# EXERCISE:
Extend the mailing-list post on Hermione and her parents with a few more paragraphs in the same voice, beginning after its final sentence.

# SOURCE EXTRACT:
[HPforGrownups] Re: Ghosts / Hermione & parents /

Shaun Hately drednort at alphalink.com.au
Tue Jun 22 23:54:38 UTC 2004


No: HPFGUIDX 102489

On 22 Jun 2004 at 12:33, (Mrs.) Lee Storm (God Is The  wrote:

> <Snip>
> [Lee]:
> And, at the end of OOTP, there was a lot of hugging and affection from
> Hermione's parents; estranged parents wouldn't, IMO, act in such a manner
> toward their daughter.

A lot of hugging and affection?

Not in my opinion.

"'Ah, Harry!' said Mr Weasley, turning from Hermione's parents, who 
he had just greeted enthusiastically, and who were now taking it in 
turns to hug Hermione. 'Well - shall we do it, then?'

'Yeah, I reckon so, Arthur,' said Moody.

He and Mr Weasley took the lead across the station towards the 
Dursleys, who were apparently rooted to the floor. Hermione 
disengaged herself gently from her mother to join the group."

In other words, when Hermione has contact with her parents for the 
first time in months, having bailed out on a family holiday, and 
having almost been killed in a battle only a short time before...

she hugs her parents for a moment - and then disengages herself 
from her mother and walks away from her to join the Wizarding 
World.

Now, of course, there's other potential explanations for this 
besides estrangement. Hermione, I think, knows what is happening 
and it's perfectly reasonable that even if she still has a good 
relationship with her parents that she might think standing with 
all of Harry's friends to face the Dursleys is important enough to 
postpone her reunion with her parents for a few minutes.

*But*, I don't think what we see with Hermione and her parents at 
the end of OotP can be categorised as a 'lot of hugging and 
affection'. If that occurs - and it might - it occurs after Harry 
has left the scene. All we see in the book is a moment or so of 
contact.
 
> I believe that Hermione is a very independent young lady who loves her folks
> very much.  Perhaps, in her own sense of teenage rebellion, she's choosing
> where she wants to be, the Grangers see the Weasleys as responsible people
> and don't mind.

All possible - but it still means Hermione is still choosing the 
Wizarding World over the Muggle one, her parents inhabit - and that 
creates a distance. It doesn't have to have anything to do with 
love or lack of it.
 
> As far as the whole prefect thing is concerned, that doesn't sound cold to
> me; it sounds like Hermione's giving them information she knows they can
> relate to, rather than overwhelming them with more wizarding stuff.  She
> knows her parents can relate to things like top grades (re the OWLs) and
> cool titles (prefect.)

But again, this is estrangement. If Hermione doesn't feel able to 
discuss the world she lives in for nine months of the year with her 
parents, that is likely to create a distance between them. Again, 
it's got nothing to do with love or lack thereof.

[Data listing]
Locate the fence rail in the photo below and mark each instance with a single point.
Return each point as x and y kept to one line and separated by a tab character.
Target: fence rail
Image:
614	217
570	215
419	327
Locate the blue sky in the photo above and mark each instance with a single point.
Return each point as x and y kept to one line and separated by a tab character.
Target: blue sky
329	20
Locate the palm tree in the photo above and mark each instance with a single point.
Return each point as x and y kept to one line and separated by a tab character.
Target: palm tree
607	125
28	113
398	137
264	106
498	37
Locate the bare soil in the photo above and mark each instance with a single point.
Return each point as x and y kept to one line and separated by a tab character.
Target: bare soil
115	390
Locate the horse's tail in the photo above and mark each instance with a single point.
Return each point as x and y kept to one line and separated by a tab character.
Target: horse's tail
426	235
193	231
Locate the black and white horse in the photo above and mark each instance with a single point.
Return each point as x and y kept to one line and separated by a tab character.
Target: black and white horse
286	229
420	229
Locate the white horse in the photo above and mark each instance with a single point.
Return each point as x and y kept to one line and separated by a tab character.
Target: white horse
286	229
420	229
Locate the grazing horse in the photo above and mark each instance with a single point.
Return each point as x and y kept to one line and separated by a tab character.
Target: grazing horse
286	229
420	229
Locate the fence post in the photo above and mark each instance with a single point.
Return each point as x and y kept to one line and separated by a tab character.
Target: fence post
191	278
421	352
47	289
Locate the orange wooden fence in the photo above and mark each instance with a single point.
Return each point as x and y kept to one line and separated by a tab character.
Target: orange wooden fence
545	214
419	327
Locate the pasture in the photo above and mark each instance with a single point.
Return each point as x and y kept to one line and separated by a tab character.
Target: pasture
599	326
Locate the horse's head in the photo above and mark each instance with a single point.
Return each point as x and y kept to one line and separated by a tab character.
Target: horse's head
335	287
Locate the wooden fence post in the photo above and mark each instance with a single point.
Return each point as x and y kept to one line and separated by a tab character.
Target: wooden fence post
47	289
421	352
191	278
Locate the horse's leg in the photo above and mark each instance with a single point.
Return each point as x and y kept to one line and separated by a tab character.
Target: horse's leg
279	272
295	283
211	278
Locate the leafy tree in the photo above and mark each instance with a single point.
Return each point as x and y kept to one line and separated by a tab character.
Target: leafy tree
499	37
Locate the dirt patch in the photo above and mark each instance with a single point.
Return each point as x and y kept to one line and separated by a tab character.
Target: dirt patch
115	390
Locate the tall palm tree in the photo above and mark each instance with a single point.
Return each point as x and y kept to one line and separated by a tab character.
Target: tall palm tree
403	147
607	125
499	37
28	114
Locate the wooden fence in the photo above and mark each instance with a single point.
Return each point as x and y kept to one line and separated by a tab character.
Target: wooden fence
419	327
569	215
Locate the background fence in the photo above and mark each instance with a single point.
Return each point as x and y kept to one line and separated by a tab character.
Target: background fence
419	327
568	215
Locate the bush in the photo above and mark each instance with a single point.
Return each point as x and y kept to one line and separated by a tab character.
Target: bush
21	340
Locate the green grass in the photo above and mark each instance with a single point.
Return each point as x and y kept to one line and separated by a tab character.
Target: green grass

# OUTPUT:
> As far as lying about staying at school to study and then hopping over to
> GP, like...tell me you didn't sometimes tell your parents one thing and do
> another when you were a teen? :-)  And, she knew Harry really needed a
> boost.  I'm sure that, when Dd told her what had happened, her first thought
> was what could she do to help Harry and be a friend and support.  Telling
> her folks any part of the story might have been as good as divulging
> classified information, in her thinking.

Sure - but again, the same applies. Whatever her reasons, no matter 
how good they are, how noble they are (and personally I think it's 
more likely she headed to Grimmauld Place to be there for Ron and 
Ginny, rather than Harry - when she arrived, she certainly went to 
Harry because he needed her, but I think she'd more likely been 
told that Mr Weasley had almost been killed and so her thoughts on 
leaving were for the Weasleys).

If she is unable to tell her parents important things like this, 
it's likely to be creating a distance there.
 
> No...if there had been any estrangement, I don't think her interaction with
> her Mum and Dad at the end of OOPT would have been so close.

Hmm... maybe people have misunderstood what I mean when I say 
'estrangement', but I can't think of a better word.

Estrangement does *not* necessarily mean people's love for each 
other diminishes. It can mean that, sure, but it doesn't have to.

A person can very easily be estranged from those they love, because 
their lives are so different, and it's hard to bridge the two.

I'm not, for a moment, suggesting that Hermione doesn't love her 
parents, or vice versa. If she didn't love them, she probably 
wouldn't care about them understanding she is a prefect - but her 
life is different from theirs, in a way that they cannot 
understand. It's a different world, with different rules. And that 
is likely to create barriers even in the most loving family.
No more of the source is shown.